> **Exercise instructions**
All of the entries should be returned without a single change.

:: Recorded information ::

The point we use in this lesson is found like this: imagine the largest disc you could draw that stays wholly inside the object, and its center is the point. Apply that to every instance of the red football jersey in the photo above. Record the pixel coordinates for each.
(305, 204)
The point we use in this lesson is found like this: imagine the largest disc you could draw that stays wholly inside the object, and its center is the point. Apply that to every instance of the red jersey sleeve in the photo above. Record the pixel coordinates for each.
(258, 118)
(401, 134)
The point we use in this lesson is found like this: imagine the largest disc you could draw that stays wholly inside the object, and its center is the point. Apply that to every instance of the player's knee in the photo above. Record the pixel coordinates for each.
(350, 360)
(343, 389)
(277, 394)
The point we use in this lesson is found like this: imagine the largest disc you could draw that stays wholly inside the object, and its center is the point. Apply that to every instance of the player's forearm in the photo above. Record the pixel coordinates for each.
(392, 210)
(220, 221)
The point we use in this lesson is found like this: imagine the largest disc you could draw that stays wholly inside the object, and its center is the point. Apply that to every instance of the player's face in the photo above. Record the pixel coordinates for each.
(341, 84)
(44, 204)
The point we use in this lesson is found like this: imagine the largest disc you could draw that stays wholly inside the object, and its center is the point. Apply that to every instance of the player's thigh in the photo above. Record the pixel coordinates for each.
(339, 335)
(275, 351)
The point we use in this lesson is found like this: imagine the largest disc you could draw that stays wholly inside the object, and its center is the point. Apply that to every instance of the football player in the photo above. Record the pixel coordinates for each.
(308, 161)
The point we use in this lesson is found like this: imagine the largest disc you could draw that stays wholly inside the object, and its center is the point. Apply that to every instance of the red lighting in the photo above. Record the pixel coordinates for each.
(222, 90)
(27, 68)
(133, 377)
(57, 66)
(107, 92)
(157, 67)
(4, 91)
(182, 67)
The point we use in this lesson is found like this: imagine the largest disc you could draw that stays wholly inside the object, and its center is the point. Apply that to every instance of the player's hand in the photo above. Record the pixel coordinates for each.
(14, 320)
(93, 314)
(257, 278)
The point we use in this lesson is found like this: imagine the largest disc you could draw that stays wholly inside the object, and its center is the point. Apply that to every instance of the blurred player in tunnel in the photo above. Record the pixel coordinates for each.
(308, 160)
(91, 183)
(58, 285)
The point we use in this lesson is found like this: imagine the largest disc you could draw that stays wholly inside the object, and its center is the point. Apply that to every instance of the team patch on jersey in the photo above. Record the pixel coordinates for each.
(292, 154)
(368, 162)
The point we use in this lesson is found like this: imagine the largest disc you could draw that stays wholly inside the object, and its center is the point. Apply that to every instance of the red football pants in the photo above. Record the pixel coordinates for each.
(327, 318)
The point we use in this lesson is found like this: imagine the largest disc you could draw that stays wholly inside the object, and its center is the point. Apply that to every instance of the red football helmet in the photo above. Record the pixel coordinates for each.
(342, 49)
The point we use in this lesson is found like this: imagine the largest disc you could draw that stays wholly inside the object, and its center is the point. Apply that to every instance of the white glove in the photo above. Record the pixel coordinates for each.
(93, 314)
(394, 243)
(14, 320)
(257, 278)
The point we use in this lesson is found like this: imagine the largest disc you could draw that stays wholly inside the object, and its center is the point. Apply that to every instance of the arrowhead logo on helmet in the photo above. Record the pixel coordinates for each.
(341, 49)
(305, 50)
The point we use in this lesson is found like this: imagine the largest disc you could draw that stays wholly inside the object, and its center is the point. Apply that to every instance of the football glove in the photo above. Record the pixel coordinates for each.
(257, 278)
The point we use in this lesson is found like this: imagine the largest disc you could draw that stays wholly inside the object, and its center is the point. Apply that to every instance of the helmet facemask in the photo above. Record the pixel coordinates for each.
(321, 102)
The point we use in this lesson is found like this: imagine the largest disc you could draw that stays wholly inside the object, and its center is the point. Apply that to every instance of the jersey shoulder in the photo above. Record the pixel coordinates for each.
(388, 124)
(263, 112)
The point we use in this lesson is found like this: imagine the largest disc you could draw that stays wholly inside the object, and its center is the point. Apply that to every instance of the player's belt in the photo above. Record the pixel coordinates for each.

:::

> **Exercise answer**
The point we use in this lesson is found like this: imagine the largest disc you could draw that stays wholly inside the object, and its center is the point. Apply that to every instance of the red football jersey in the photo above. Record the pixel coordinates for each.
(305, 204)
The point we use in this lesson is found like this: imagine the largest disc you could draw that stays wholly inside the object, and its center is the point. Apply that to every instance of the red jersey sleeve in the photo above. Record the pixel coordinates for each.
(258, 118)
(401, 134)
The point we use in this lesson is found like this: imagine the largest disc you could draw that stays wholly inside the object, and its center is the point. Apply that to every instance of the player's knee in the photo above. Record the pixel coordinates for each.
(350, 360)
(343, 389)
(277, 394)
The point we use in this lesson is found like this: imagine the largest disc you could draw that stays wholly inside the object, and its center is the point. Apply that to every instance of the player's forearm in the photo above. Record the pixel coordinates for each.
(392, 210)
(220, 221)
The point we use in this lesson is found like this: imagine the largest disc you could draw that stays wholly inside the object, and its center is the point. Apply that to every instance of the player's face in the photo above. Record the pixel coordinates for each.
(341, 84)
(44, 204)
The point we use in this lesson is found like this: imagine the largest disc you could draw that stays wholly inside the object, and its center is the point. Apply that to every instance of the player's thigh in the photo above. Record the pixel coordinates for each.
(339, 335)
(275, 351)
The point we use in this lesson is found like this: imagine the largest disc you could draw that stays wholly inside the object, and its center is the point. Apply that to every instance of the football player in the photo above. Record the pixel coordinates for each.
(308, 161)
The point we use in this lesson is found like this: imagine the largest disc you could draw that stays wholly inside the object, and its center is the point. Apply that to every instance of the red lighting in the photo above. Record the pixel coordinates for each.
(222, 90)
(27, 68)
(133, 377)
(57, 66)
(107, 92)
(157, 67)
(4, 91)
(182, 67)
The point we use in this lesson is found like this: imagine the largest disc you could draw that stays wholly inside the object, and its center is the point. Apply that to every instance of the player's hand in the photo above. Record the pixel coordinates for each.
(14, 320)
(93, 314)
(257, 278)
The point we use in this lesson is found like this: imagine the largest disc you could draw that stays wholly inside the object, and its center is the point. Apply that to every instance of the blurred player in tunnel in the photo above. Record the pixel coordinates for each.
(308, 160)
(91, 183)
(58, 285)
The point we use in this lesson is found like this: imagine the largest disc you could draw that stays wholly inside the object, and its center is the point. Apply that to every instance of the team patch on jersey in the photo above. Record the pixel coordinates for each.
(292, 154)
(368, 162)
The point we use in this lesson is found like this: imagine the largest disc you could draw that stays wholly inside the object, and its center is the point. Apply that to every instance of the red football pants in the photo above. Record the pixel coordinates for each.
(327, 318)
The point we use in this lesson is found like this: imagine the largest disc you could draw that stays wholly inside the object, and its center is the point. Apply that to every instance of the red football helmet in the photo above. Record the pixel coordinates for each.
(342, 49)
The point we use in this lesson is found like this: imagine the largest disc you could draw that stays wholly inside the object, and its center is the point. Apply that to every instance of the white glove in the photo above. Record the pixel coordinates for each.
(93, 314)
(394, 243)
(14, 320)
(257, 278)
The point we use in this lesson is found like this: imagine the largest disc you could draw that stays wholly inside the object, and its center is the point. Apply that to every instance of the arrowhead logo on helmet in the photo above. Record the pixel coordinates for each.
(341, 49)
(305, 50)
The point we use in this lesson is found like this: imagine the largest disc you could draw that stays wholly inside the object, and its center is the point. Apply that to every instance of the football glove in the photo above. Record the pixel coordinates for each.
(257, 278)
The point we use in this lesson is found like this: imagine the largest disc you could draw that stays wholly inside the object, and its center is the point. Apply that to every instance of the helmet facemask in the photo above. Record the pixel coordinates for each.
(321, 102)
The point we use in this lesson is found like this: imagine the largest disc you could draw that stays wholly inside the object, and its center is the point. Apply that to every instance of the jersey shoulder in the photo above. Record the pixel coordinates for each.
(388, 124)
(263, 112)
The point we use in this lesson is found like this: imagine the largest disc you could draw that stays wholly inside the object, and its center is the point. Apply that to every instance of the player's belt in the photo above. Record the pixel coordinates for each.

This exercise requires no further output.